Problems to solve:
[A] Answer the following from the forum post on large ship atomic propulsion, one line each:
(i) Whose work in progress aims to invent a mini-atomic-putt-putt system?
(ii) Which system described by GW Johnson may come into play at some point?
(iii) How many lasers heat the fusion pellets at Lawrence Livermore?
[B] From the forum post on large ship atomic propulsion, return word for word the passage that opens with "Thus, it is" and ends after "may be helpful.".
[C] Resume the forum post on large ship atomic propulsion, picking up directly after its final sentence.

Text segment:
-- Opening Marker --
Re: Large Ship Atomic Propulsion

For GW Johnson re atomic powered space vessels...

It is impractical (and may be impossible) for NewMars members to read every post by everyone else.

Thus, it is not at all surprising that one of us might have missed work by Calliban that is in progress to invent a mini-atomic-putt-putt system.

The Project Orion system you've described may well come into play at some point.

However, long before then, if Calliban is successful in his quest, humans will have learned how to enlist atomic power at a much smaller scale.

However, I want to emphasize that the ** principles ** of operation of the equipment sound quite similar.

Therefore, assuming you read this post (which I recognize is not guaranteed) here is what I understand of Calliban's initiative, and where your insights from your study of Project Orion may be helpful.

Background:
The US National Lab at Lawrence Livermore is working on laser ignition of pure fusion pellets.  These pellets are (working from memory) made of a combination of tritium and deuterium.  The pellets are heated by a bank of more than 100 powerful lasers, and the lab has reported some success in achieving fusion.
-- Closing Marker --
Record extracts:
-- Opening Marker --
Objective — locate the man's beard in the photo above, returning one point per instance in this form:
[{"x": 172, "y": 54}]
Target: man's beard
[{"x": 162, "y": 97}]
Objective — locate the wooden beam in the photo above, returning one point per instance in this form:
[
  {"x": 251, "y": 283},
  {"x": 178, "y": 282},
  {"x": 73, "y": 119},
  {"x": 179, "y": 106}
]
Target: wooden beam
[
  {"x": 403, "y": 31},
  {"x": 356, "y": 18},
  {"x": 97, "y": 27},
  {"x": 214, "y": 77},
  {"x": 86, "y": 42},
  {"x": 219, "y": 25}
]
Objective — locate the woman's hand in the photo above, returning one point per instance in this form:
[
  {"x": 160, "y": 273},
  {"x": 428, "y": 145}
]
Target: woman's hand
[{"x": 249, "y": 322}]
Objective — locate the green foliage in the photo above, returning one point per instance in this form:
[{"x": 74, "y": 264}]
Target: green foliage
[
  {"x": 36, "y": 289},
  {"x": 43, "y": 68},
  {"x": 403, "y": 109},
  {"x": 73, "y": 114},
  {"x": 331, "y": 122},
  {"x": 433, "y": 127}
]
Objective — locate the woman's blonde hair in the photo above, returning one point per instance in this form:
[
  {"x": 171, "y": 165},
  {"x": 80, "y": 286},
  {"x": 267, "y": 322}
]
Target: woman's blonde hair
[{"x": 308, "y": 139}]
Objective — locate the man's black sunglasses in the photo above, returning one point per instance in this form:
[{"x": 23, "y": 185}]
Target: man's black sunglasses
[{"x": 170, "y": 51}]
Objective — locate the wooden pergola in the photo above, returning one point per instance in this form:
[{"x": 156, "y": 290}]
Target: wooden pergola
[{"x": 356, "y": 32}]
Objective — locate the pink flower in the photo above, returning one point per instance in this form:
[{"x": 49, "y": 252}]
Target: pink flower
-- Closing Marker --
Outputs by task:
[A]
(i) Calliban
(ii) Project Orion
(iii) More than 100

[B]
Thus, it is not at all surprising that one of us might have missed work by Calliban that is in progress to invent a mini-atomic-putt-putt system.

The Project Orion system you've described may well come into play at some point.

However, long before then, if Calliban is successful in his quest, humans will have learned how to enlist atomic power at a much smaller scale.

However, I want to emphasize that the ** principles ** of operation of the equipment sound quite similar.

Therefore, assuming you read this post (which I recognize is not guaranteed) here is what I understand of Calliban's initiative, and where your insights from your study of Project Orion may be helpful.

[C]
That work will continue, I am sure.

However, let us consider merging that flow with the Project Orion concept.

As I understand Project Orion, the nuclear devices were very small, on the order of size of artillery shells developed on Earth to carry nuclear explosives.

The ignition was to be carried out by the "traditional" use of chemical explosives to put the nuclear material into proximity.

Calliban's proposal, which you can find in his "Nuclear is Safe" topic, is to package a small amount of fission material with a small amount of fusion material and to ignite the combination with laser input.

Such a system would operate at the level of a common BB shot. For those not familiar with this concept, Wikipedia has articles on "air rifle", "BB gun" and "Pellet

The system (if it can be made to work) would operate at a much smaller scale than the Project Orion idea.

Calliban has already expressed (what I interpreted as) dismay at the quantity of radioactive material that would be generated by this propulsion system.

Be that as it may, the concept would provide reliable, controllable thrust for as long as the supply of pellets holds out.

Some of the energy produced needs to be captured by magnetic fields in the "combustion chamber" of this vessel to provide the power to operate the system.

It would follow that some of the captured power would be diverted to support systems on the space vessel itself, but the space vessel needs it's own small reactor on board to sustain the vessel when it is not accelerating.

I hope this post is helpful, and that it reaches you (which I recognize is not guaranteed).

(th)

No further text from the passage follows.